Work item - Return only the line that contains "Each instance of the woman with" and each line after it, through the last line of the data below, copied exactly.

Task inputs -
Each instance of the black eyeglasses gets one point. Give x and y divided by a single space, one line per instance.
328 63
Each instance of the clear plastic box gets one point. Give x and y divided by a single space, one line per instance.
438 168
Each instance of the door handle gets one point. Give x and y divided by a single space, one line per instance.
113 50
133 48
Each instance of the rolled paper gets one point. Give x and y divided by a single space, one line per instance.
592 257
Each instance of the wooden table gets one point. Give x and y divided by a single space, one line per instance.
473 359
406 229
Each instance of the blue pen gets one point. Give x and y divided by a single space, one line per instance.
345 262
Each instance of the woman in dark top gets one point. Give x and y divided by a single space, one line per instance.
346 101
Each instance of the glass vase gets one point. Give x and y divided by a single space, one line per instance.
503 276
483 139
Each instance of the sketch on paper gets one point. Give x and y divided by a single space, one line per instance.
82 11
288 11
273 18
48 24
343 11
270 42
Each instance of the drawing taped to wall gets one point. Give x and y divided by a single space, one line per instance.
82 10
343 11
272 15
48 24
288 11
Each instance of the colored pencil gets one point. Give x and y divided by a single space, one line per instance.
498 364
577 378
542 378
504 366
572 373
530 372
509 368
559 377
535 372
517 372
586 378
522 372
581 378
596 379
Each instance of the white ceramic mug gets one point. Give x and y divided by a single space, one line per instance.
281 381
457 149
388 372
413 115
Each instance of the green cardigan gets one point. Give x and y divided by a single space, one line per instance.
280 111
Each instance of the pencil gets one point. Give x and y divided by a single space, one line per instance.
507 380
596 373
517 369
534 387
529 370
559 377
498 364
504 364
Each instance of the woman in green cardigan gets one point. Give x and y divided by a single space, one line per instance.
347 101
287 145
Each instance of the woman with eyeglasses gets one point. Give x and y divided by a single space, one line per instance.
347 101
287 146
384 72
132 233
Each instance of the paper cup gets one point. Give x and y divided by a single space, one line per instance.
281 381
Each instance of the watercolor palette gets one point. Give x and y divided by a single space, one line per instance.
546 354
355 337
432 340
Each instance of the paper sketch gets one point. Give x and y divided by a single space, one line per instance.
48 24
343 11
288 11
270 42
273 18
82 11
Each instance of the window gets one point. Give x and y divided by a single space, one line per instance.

Reply -
Each instance of the woman with eyeglasses gets one point. Give x and y divided by a single space, one line per instance.
347 101
287 146
384 72
132 233
Each instance of the paper cup gets one point. Give x and y divided by a single space, one line per instance.
281 381
Each instance of the watercolor palette gets one point. Give x and y divided by a single space, one line per instance.
546 354
355 337
432 340
Each instance of the paper sketch gets one point. Give x and y divided by a single space, one line per instance.
48 24
343 11
288 11
270 42
273 18
82 11
Each instance of the window gets one point. Give x and y divided by a single space, one line per instance.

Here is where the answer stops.